Requirement: Keep every line in which "tree" occurs and drop the rest of the data.

------------------------------

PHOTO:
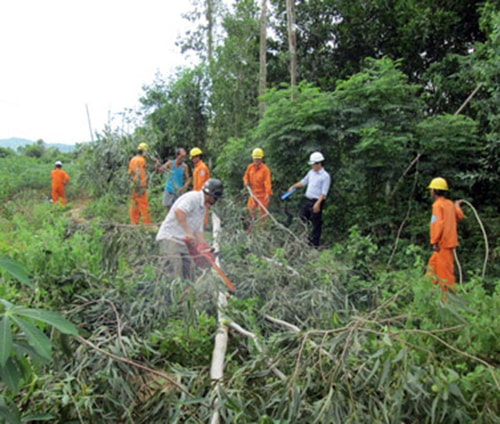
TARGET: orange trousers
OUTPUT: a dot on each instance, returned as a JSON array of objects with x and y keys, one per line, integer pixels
[
  {"x": 441, "y": 271},
  {"x": 139, "y": 208},
  {"x": 58, "y": 194}
]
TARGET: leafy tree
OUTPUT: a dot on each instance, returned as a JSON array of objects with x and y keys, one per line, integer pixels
[
  {"x": 175, "y": 111},
  {"x": 235, "y": 76}
]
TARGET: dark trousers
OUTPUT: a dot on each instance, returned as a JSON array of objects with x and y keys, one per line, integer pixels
[{"x": 306, "y": 214}]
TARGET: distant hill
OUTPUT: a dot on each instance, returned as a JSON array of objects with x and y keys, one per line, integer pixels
[{"x": 14, "y": 143}]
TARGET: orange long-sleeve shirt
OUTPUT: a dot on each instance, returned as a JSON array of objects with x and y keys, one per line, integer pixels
[
  {"x": 59, "y": 177},
  {"x": 201, "y": 174},
  {"x": 443, "y": 229},
  {"x": 259, "y": 179},
  {"x": 137, "y": 167}
]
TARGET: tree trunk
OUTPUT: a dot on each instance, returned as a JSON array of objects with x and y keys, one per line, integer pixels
[
  {"x": 210, "y": 30},
  {"x": 262, "y": 57},
  {"x": 292, "y": 42}
]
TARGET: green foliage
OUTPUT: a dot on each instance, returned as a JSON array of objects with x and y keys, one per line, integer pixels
[
  {"x": 23, "y": 343},
  {"x": 176, "y": 113}
]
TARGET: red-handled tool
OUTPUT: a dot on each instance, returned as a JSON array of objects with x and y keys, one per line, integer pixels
[{"x": 203, "y": 256}]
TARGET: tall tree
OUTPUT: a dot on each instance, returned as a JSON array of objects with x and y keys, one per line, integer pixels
[
  {"x": 263, "y": 56},
  {"x": 176, "y": 110},
  {"x": 235, "y": 75},
  {"x": 292, "y": 41}
]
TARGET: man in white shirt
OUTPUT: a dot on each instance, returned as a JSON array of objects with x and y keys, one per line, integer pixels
[
  {"x": 318, "y": 182},
  {"x": 185, "y": 219}
]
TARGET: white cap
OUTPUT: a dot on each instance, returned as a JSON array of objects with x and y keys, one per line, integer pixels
[{"x": 316, "y": 157}]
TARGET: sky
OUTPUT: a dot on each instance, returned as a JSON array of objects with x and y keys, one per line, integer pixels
[{"x": 69, "y": 66}]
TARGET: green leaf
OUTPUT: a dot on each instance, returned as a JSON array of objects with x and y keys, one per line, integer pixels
[
  {"x": 16, "y": 270},
  {"x": 39, "y": 341},
  {"x": 49, "y": 317},
  {"x": 10, "y": 374},
  {"x": 5, "y": 340},
  {"x": 10, "y": 414}
]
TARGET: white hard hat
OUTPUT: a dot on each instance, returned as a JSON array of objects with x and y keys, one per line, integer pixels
[{"x": 316, "y": 157}]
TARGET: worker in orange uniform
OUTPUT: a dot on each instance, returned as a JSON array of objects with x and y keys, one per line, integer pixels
[
  {"x": 201, "y": 174},
  {"x": 59, "y": 181},
  {"x": 443, "y": 236},
  {"x": 139, "y": 207},
  {"x": 258, "y": 178}
]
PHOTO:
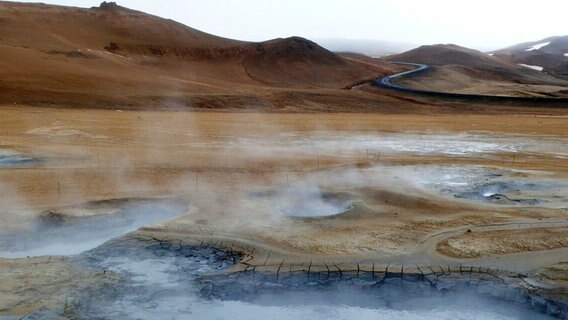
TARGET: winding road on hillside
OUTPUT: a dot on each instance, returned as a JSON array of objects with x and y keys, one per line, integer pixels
[{"x": 389, "y": 82}]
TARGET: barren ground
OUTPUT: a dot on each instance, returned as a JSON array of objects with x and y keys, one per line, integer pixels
[{"x": 235, "y": 169}]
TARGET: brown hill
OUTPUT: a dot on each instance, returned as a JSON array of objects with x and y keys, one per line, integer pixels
[
  {"x": 551, "y": 54},
  {"x": 464, "y": 70},
  {"x": 114, "y": 55}
]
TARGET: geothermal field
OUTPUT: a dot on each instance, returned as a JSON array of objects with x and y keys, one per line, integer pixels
[
  {"x": 218, "y": 215},
  {"x": 149, "y": 170}
]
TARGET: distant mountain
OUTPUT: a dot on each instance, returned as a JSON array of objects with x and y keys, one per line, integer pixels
[
  {"x": 465, "y": 70},
  {"x": 550, "y": 54},
  {"x": 111, "y": 54},
  {"x": 373, "y": 48}
]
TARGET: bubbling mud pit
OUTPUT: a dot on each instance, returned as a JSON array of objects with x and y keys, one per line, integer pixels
[
  {"x": 170, "y": 280},
  {"x": 316, "y": 245}
]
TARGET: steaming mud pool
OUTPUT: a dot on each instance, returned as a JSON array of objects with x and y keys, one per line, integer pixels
[{"x": 173, "y": 281}]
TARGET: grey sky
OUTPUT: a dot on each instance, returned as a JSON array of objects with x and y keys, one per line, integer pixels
[{"x": 481, "y": 24}]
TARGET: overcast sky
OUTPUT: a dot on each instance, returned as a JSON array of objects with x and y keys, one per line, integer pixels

------------------------------

Exercise solution:
TARGET: leafy tree
TARGET: tree trunk
TARGET: tall tree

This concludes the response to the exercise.